Holistic Care

Holistic Health Care For Clarence & Williamsville, NY

One Definition: a multi-dimensional approach which includes all relevant aspects of a person's life in diagnosis and treatment. This would include consideration of mental/emotional/spiritual, environmental/nutritional and structural/functional stresses.

Holistic Health is actually an approach to life. Rather than focusing on illness or specific parts of the body, this approach to health considers the whole person and how he or she interacts with his or her environment. It emphasizes the connection of mind, body, and spirit. The goal is to achieve maximum well-being, where everything is functioning the very best that is possible. With Holistic Health, people accept responsibility for their own level of well-being, and everyday choices are used to take charge of one's own health

The Triad of Health

This concept holds that the requisites for good health can be grouped into three broad categories. Together they represent the interaction between all the known influences affecting our well-being. The three categories are:

1. Mental/Emotional/Spiritual

2. Environmental/Chemical/Nutritional

3. Structural/Functional (NMS)

Each of these categories correspond to one side of an equilateral triangle. Stress (imbalance) from either category will inevitably affect the other two if allowed to continue. If the cause is not removed, disease eventually results.

A Definition of Stress

"Any stimulus or succession of stimuli, of such magnitude as to tend to disrupt to homeostasis of the organism; when mechanisms fail or become disproportionate or in-coordinate, the stress may be considered an injury, resulting in disease, disability or death" - Blakiston's New Gould Medical Dictionary

The Stages of Disease

But stress doesn't usually result in instant disease. What happens along the way? Consider the following basic stages as part of the concept of stress, starting at the cellular level:

1. Stress (from whatever source) results in lowered tissue resistance, making tissues more susceptible to adverse influences.

2. Stress exceeds body's ability to adapt, resulting in cellular/tissue dysfunction and damage.

3. Continued dysfunction eventually leads to enough damage (and nerve irritation) to cause SYMPTOMS. This can be many years in the making, e.g. osteoarthritis, or heart disease. It can also be very rapid, such as immediate physical trauma.

4. Enough damage accumulates to result in the labeling of a Disease or Condition.

5. If the cause is not adequately addressed (by physician and patient), continued dysfunction will lead to greater impairment and eventually result in death. Removing a symptomatic organ may eliminate the symptoms, but if the imbalance continues, "disease" will eventually express itself in another way. For example, a hysterectomy may "cure" severe menstrual problems, but probably won't affect the underlying cause, which could later manifest as breast cancer.

Note that symptoms do not appear until some damage has already been done. How much damage required to produce symptoms depends on the tissues involved and many other factors.

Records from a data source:
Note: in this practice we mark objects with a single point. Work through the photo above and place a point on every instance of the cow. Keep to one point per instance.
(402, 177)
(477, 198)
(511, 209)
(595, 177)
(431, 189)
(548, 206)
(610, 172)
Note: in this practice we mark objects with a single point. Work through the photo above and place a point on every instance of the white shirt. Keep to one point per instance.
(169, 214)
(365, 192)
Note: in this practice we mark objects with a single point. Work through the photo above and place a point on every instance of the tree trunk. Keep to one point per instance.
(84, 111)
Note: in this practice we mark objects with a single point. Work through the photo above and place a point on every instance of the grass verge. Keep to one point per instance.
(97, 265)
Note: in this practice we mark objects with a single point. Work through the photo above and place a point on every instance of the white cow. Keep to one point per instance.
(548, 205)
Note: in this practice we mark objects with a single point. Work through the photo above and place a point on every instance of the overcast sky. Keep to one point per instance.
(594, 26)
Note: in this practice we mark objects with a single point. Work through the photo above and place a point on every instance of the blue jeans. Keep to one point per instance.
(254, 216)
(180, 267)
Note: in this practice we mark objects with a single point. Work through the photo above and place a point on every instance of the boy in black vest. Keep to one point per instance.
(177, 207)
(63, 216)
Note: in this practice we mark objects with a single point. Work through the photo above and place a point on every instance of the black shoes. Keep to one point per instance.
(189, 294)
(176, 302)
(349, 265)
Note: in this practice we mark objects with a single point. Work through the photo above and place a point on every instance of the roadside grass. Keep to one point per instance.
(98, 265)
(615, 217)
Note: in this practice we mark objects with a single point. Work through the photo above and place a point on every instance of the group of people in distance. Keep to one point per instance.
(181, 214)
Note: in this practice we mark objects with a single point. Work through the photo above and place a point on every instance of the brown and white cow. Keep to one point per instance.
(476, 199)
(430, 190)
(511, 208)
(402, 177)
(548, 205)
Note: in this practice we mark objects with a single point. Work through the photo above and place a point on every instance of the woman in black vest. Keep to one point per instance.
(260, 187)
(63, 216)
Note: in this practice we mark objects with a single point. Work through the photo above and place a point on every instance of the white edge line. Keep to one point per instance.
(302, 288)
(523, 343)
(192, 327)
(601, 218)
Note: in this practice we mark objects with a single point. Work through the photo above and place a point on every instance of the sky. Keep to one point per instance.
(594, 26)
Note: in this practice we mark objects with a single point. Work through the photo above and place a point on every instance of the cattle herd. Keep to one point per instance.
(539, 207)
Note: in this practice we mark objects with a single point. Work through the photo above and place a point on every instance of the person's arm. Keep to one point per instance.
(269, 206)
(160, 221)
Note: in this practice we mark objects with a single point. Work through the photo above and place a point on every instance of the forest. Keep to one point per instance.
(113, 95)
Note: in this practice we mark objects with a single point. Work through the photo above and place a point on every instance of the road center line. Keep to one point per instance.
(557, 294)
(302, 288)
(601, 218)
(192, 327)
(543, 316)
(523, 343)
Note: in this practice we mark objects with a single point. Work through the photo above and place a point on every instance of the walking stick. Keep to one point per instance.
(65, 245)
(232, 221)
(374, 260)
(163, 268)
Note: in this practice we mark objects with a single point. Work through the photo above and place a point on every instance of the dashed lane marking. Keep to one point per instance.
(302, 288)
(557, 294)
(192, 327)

> **EXERCISE 1**
According to the holistic health text, what are the three categories that make up the Triad of Health?
> **EXERCISE 2**
Rewrite everything from "Holistic Health Care" down to "and structural/functional stresses." in the holistic health text, substituting "therapy" for "treatment".
The data above can be set aside.

> **RESPONSE BOX 1**
Mental/Emotional/Spiritual, Environmental/Chemical/Nutritional, and Structural/Functional (NMS).

> **RESPONSE BOX 2**
Holistic Health Care For Clarence & Williamsville, NY

One Definition: a multi-dimensional approach which includes all relevant aspects of a person's life in diagnosis and therapy. This would include consideration of mental/emotional/spiritual, environmental/nutritional and structural/functional stresses.